### Aufgabenziel
Suchen Sie im folgenden Material jede Zeile, welche die Zeichenfolge „floor“ enthält, und geben Sie diese Zeilen vollständig wieder. Dabei ist die Groß- und Kleinschreibung zu beachten.

### Angezeigte Daten
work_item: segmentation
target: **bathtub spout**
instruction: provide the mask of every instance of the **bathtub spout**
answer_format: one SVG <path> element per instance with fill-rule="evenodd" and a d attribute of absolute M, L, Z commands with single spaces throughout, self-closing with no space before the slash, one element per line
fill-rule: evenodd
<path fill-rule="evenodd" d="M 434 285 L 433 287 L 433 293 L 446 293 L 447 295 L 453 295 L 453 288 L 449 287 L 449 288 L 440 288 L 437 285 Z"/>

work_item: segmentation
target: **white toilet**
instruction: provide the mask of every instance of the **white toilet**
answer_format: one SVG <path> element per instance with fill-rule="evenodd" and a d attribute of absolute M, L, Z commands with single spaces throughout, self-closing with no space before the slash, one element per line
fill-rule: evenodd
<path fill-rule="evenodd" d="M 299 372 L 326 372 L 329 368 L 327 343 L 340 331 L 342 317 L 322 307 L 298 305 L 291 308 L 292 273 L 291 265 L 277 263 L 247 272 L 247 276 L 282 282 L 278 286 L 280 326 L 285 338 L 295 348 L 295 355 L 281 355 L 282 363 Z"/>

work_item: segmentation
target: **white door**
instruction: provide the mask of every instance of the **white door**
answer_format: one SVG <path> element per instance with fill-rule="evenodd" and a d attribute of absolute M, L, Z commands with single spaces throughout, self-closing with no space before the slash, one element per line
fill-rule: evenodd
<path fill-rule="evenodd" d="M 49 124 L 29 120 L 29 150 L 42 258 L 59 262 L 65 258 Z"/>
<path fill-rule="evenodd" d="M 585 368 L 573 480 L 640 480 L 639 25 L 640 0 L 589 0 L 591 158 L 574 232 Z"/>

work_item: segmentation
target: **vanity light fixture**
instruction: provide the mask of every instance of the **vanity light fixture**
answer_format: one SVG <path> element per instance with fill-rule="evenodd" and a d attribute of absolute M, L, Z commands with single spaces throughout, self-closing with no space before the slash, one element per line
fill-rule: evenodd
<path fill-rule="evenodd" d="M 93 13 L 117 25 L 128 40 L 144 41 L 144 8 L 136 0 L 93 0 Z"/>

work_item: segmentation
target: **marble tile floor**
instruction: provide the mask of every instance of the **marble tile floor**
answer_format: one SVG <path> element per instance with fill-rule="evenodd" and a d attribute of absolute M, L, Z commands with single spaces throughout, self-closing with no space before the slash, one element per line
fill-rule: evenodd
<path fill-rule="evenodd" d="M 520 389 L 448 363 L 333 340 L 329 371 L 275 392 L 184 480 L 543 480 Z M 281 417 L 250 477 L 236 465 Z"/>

### Lösung
target: **marble tile floor**
instruction: provide the mask of every instance of the **marble tile floor**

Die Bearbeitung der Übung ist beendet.